All of the data below is to be copied again without changes.

[Records contained in a dataset]
___
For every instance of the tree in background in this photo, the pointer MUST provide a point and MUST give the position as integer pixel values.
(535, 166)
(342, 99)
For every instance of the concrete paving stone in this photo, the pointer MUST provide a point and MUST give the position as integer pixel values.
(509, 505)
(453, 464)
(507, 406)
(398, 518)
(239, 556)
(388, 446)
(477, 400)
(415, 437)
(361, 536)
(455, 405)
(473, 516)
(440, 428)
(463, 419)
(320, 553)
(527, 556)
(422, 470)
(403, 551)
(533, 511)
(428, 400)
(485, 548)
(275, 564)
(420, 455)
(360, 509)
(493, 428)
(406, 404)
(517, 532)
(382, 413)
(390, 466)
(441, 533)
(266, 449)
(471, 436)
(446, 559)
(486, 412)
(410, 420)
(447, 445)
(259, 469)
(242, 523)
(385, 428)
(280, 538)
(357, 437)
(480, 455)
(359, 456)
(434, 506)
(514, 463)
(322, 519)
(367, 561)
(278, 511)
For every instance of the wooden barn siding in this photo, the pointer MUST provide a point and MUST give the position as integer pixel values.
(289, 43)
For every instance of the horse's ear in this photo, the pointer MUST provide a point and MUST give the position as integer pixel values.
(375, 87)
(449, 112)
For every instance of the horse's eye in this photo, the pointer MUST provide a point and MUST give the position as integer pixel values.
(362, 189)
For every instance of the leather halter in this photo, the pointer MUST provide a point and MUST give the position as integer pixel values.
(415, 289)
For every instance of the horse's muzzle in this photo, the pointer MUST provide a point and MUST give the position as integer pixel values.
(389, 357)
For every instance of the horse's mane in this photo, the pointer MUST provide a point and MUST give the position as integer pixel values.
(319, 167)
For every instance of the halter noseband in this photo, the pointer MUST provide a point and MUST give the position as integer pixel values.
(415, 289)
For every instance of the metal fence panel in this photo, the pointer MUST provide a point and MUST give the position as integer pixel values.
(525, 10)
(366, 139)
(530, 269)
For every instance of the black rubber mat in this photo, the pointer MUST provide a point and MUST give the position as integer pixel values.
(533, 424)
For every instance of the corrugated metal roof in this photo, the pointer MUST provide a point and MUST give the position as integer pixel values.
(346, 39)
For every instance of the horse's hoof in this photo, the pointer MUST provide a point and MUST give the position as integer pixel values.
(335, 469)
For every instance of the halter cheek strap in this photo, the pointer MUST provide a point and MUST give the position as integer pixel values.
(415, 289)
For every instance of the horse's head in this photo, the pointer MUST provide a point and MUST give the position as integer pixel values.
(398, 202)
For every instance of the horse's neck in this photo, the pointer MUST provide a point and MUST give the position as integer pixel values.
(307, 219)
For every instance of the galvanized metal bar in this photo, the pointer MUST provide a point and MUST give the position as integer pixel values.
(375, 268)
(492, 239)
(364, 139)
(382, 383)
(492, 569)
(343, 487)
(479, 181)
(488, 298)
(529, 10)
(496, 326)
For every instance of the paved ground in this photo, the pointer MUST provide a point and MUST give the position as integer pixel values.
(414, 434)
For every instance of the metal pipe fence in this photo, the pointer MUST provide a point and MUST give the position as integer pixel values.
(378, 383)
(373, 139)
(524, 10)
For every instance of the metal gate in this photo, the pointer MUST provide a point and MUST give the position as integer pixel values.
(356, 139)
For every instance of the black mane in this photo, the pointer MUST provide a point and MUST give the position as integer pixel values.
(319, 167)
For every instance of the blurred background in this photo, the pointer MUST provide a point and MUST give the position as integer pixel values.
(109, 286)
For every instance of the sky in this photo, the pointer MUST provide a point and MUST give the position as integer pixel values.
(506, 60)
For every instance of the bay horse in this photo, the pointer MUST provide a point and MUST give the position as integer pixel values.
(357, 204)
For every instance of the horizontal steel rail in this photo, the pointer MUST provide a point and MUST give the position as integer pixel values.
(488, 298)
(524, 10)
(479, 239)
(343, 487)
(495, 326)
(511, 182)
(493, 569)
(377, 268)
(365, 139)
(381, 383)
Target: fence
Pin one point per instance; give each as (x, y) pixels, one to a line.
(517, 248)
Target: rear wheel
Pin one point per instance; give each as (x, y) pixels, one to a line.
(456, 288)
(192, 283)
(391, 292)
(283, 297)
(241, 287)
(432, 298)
___
SOLUTION TO THIS PROBLEM:
For every instance of the tree in background in this photo, the pointer MUST provide a point and MUST give the position as integer pixel values.
(535, 166)
(342, 99)
For every instance of the concrete paving stone in this photo, the pointer MUST provide a point and MUST give the position as integer pixel values.
(509, 505)
(453, 464)
(507, 406)
(398, 518)
(239, 556)
(388, 446)
(477, 400)
(415, 437)
(361, 536)
(455, 405)
(473, 516)
(440, 428)
(463, 419)
(320, 553)
(527, 556)
(422, 470)
(403, 551)
(533, 511)
(428, 400)
(485, 548)
(275, 564)
(420, 455)
(360, 509)
(493, 428)
(406, 404)
(517, 532)
(382, 413)
(390, 466)
(441, 533)
(266, 449)
(471, 436)
(446, 559)
(486, 412)
(410, 420)
(447, 445)
(259, 469)
(242, 523)
(385, 428)
(280, 538)
(357, 437)
(480, 455)
(359, 456)
(434, 506)
(514, 463)
(322, 519)
(367, 561)
(278, 511)
For every instance of the wooden barn siding in this photo, the pointer MUST provide a point and MUST give the position as integer pixel values.
(289, 43)
For every instance of the horse's ear in this photo, the pointer MUST provide a point and MUST give the position as integer pixel values.
(375, 87)
(449, 112)
For every instance of the horse's eye in this photo, the pointer MUST provide a point and MUST give the position as integer pixel values.
(362, 189)
For every instance of the leather halter in this photo, the pointer MUST provide a point and MUST give the position as integer pixel values.
(415, 289)
For every instance of the horse's muzzle in this photo, the pointer MUST provide a point and MUST give the position as integer pixel values.
(389, 357)
For every instance of the horse's mane in this photo, the pointer MUST provide a point and MUST give the position as integer pixel values.
(319, 167)
For every instance of the halter noseband in this photo, the pointer MUST provide a point and MUST give the position as integer pixel values.
(415, 289)
For every instance of the metal fence panel in this photo, the pointer MUST provide a point and MUST give the position as integer pixel values.
(525, 10)
(366, 139)
(530, 269)
For every instance of the black rubber mat in this photo, the pointer MUST provide a point and MUST give the position as integer pixel values.
(533, 424)
For every instance of the corrugated metal roof in this photo, the pointer MUST provide a point and MUST give the position as integer pixel values.
(346, 39)
For every instance of the horse's hoof in this photo, the pointer MUST provide a point and MUST give the position as integer pixel values.
(335, 469)
For every instance of the halter cheek strap in this photo, the pointer MUST provide a point and MUST give the position as integer pixel values.
(415, 289)
For every instance of the horse's head in this photo, the pointer MUST provide a point and MUST give the position as integer pixel values.
(398, 202)
For every instance of the horse's neck in this photo, the pointer MUST provide a point and MUST give the position as integer pixel values.
(307, 219)
For every instance of the galvanized metal bar in this photo, the pointer MUST provide a point and MUST give the position as integer pixel values.
(375, 268)
(492, 239)
(364, 139)
(382, 383)
(492, 569)
(343, 487)
(479, 181)
(488, 298)
(529, 10)
(496, 326)
For every instance of the paved ground in this photo, the pointer MUST provide a point and MUST give the position as integer pixel values.
(414, 434)
For every instance of the metal pipe fence in this photo, the pointer MUST provide a point and MUST give the position as integer pixel values.
(378, 383)
(373, 139)
(524, 10)
For every instance of the metal gate in this photo, the pointer MUST provide a point and MUST give the position as integer pixel values.
(356, 139)
For every instance of the black mane in this photo, the pointer MUST provide a point and MUST give the position as integer pixel values.
(319, 167)
For every instance of the blurred background in this photo, the pointer MUST provide a point and MUST give the position as integer pixel values.
(109, 286)
For every instance of the sky in this photo, the pointer MUST provide a point and MUST give the position as integer pixel values.
(506, 60)
For every instance of the bay horse in this photo, the pointer MUST provide a point and MUST give the position as integer pixel values.
(357, 204)
For every instance of the horizontal steel rail in this photo, the pointer MUST provide a point and MUST give the position as integer pixel values.
(488, 298)
(524, 10)
(479, 239)
(343, 487)
(495, 326)
(511, 182)
(493, 569)
(377, 268)
(365, 139)
(381, 383)
Target: fence
Pin one point per instance; give each as (x, y) pixels, one to a line.
(517, 248)
Target: rear wheel
Pin one point per instance; give each as (x, y) pixels, one to a line.
(456, 288)
(192, 283)
(391, 292)
(283, 297)
(241, 287)
(432, 298)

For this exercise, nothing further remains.